▸ **TASK OBJECTIVE**: In the listing below, copy out the lines from the one with "Could you please indicate the roadside" through the end of the listing, keeping every character unchanged.

[Named object pointing listing]
--------------------------------------------------

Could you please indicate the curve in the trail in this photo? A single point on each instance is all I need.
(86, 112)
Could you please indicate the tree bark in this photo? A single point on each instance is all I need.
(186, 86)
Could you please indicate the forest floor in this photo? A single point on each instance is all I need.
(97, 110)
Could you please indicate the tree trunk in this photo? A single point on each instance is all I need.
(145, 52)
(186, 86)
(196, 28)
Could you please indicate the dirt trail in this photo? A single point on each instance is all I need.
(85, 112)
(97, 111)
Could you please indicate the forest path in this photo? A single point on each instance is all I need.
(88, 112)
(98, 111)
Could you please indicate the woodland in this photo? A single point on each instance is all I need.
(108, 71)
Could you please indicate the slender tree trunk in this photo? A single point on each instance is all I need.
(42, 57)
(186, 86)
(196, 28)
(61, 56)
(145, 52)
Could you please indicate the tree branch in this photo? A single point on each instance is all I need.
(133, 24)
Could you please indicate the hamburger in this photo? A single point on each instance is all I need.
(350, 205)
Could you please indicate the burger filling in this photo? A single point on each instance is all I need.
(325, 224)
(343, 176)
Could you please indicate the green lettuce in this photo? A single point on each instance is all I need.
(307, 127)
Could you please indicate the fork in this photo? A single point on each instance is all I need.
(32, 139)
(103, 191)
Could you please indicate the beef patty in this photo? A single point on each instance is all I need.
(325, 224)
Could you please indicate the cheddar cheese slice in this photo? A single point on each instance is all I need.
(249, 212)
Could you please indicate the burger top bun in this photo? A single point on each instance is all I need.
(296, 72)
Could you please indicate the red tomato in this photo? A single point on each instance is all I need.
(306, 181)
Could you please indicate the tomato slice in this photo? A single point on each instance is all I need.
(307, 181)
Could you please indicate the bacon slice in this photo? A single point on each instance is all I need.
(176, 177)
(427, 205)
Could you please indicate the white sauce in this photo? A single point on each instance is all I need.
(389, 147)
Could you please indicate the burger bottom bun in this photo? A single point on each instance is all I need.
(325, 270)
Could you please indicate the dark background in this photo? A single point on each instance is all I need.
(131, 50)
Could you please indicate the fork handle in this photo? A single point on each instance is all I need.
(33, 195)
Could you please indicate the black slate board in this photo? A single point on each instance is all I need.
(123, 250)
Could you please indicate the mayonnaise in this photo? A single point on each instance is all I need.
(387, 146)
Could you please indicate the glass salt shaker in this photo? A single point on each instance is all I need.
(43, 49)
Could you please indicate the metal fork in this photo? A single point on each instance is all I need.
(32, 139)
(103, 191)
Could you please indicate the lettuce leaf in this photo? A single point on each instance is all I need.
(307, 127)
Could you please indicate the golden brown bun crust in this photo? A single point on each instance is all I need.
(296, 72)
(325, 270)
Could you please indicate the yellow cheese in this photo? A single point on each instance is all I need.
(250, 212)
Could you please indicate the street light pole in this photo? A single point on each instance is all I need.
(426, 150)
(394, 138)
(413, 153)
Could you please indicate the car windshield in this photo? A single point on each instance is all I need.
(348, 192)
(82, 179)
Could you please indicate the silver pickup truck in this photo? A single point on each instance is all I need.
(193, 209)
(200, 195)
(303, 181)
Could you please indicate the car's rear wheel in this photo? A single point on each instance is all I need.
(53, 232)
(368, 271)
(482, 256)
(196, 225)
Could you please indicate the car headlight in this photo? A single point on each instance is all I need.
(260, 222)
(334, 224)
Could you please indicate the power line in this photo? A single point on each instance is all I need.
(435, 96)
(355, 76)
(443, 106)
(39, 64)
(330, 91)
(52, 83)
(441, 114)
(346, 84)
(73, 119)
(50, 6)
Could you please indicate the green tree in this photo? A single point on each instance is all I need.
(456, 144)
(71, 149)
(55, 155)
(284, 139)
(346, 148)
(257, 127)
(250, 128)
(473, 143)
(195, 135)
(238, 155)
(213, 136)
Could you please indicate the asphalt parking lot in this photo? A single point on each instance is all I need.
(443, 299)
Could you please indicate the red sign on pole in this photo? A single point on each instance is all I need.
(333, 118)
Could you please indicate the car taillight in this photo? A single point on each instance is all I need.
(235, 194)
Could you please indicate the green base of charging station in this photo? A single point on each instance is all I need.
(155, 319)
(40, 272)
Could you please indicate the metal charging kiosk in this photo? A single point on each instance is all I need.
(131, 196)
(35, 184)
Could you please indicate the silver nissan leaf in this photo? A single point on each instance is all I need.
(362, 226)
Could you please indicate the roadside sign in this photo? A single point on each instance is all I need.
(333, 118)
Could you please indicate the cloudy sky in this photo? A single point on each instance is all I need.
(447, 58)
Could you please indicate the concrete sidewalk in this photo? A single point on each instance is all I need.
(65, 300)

--------------------------------------------------

▸ **TASK RESULT**:
Could you please indicate the roadside sign in this photo? A single point on each instance is all I need.
(333, 118)
Could you please indicate the cloudy sky in this photo? A single point on each instance is all I need.
(447, 58)
Could you please indicate the concrete sidewalk in this photo? A single point on each instance is all I need.
(65, 300)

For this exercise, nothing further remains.